→ **Data listing**:
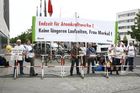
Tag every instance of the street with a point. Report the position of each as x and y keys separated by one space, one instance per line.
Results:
x=54 y=83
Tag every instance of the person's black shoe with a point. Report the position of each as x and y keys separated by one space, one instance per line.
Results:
x=93 y=72
x=117 y=73
x=33 y=75
x=71 y=74
x=110 y=73
x=78 y=73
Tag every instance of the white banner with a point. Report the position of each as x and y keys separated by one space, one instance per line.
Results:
x=73 y=30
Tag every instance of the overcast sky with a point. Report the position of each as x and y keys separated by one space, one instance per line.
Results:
x=21 y=11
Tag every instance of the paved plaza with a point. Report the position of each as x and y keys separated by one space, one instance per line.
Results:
x=54 y=83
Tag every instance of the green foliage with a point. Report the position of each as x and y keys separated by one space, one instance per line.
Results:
x=135 y=33
x=24 y=36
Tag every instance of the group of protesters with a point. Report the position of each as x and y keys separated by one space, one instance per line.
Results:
x=116 y=56
x=25 y=53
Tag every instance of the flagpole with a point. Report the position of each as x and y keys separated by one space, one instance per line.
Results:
x=45 y=10
x=40 y=7
x=37 y=11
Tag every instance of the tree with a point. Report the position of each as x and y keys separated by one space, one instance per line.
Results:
x=135 y=33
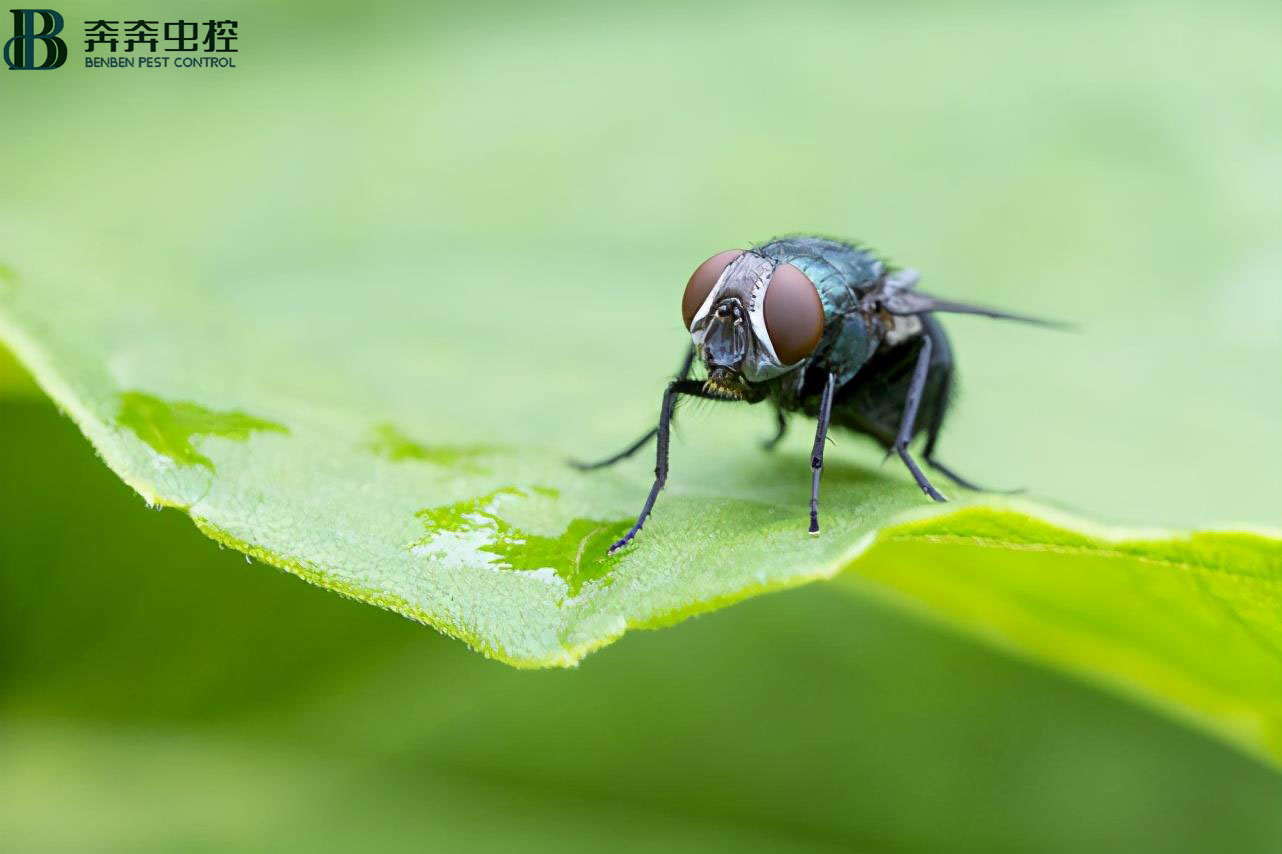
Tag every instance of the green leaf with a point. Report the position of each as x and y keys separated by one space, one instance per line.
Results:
x=801 y=722
x=504 y=546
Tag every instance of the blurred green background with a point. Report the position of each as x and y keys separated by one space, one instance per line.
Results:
x=1114 y=164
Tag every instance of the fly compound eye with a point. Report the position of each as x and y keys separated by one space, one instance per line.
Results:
x=703 y=281
x=794 y=314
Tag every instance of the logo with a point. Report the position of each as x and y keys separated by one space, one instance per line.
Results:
x=19 y=51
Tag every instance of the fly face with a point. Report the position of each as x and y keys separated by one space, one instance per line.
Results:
x=750 y=319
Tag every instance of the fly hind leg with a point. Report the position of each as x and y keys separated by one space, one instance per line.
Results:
x=932 y=436
x=909 y=419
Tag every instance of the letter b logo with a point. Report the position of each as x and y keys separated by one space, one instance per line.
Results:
x=19 y=51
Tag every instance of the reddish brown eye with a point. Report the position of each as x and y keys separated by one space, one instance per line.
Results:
x=703 y=281
x=794 y=314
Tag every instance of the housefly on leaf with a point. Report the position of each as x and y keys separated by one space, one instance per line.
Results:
x=821 y=327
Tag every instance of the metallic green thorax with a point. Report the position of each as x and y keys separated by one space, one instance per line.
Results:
x=842 y=275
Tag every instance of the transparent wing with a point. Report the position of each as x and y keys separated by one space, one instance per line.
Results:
x=896 y=296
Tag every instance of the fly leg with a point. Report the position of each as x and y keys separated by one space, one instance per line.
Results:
x=683 y=372
x=781 y=427
x=932 y=436
x=909 y=419
x=821 y=436
x=660 y=468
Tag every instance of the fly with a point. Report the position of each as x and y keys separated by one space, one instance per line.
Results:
x=821 y=327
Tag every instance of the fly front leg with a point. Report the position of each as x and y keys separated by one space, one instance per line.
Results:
x=682 y=373
x=909 y=419
x=694 y=389
x=821 y=436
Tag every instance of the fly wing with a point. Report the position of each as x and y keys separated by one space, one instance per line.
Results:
x=896 y=296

→ **Directions**:
Nothing but the lines from the line with "Tag every instance of the reddish" to the last line of the listing above should appear; please retype them exactly, both ends included.

→ **Task result**:
Tag every instance of the reddish brown eye with a point. Report the position of each as x and y keys separated by one space, one instance per line.
Results:
x=703 y=281
x=794 y=314
Tag every instance of the housefly on leaf with a point. Report the position of each as x and y keys separated by one space, one instance per line.
Results:
x=821 y=327
Tag every instance of the metallic green thorax with a point. Report the position of each as x and y keys separated by one space, one instance per line.
Results:
x=842 y=275
Tag every instance of the transparent wing with a point. Report the position of each as x and y keys separated by one space, one instance per line.
Results:
x=896 y=296
Tag every instance of the fly leg with a point. Report the position of each as x and y keys separated by one space, one instance per line.
Results:
x=683 y=372
x=781 y=427
x=932 y=436
x=909 y=419
x=821 y=436
x=660 y=468
Tag every instance of the fly with a point. Report the position of each as x and y keys separated by one space, one instance per line.
Results:
x=821 y=327
Tag every instance of the fly front leg with a point. Report the position of each as x and y keys separated by one space, one instance per line.
Results:
x=682 y=373
x=909 y=419
x=694 y=389
x=821 y=436
Tag every instance of the fly wing with a point. Report the position of each as x and y keys separated by one space, one instance per line.
Results:
x=896 y=296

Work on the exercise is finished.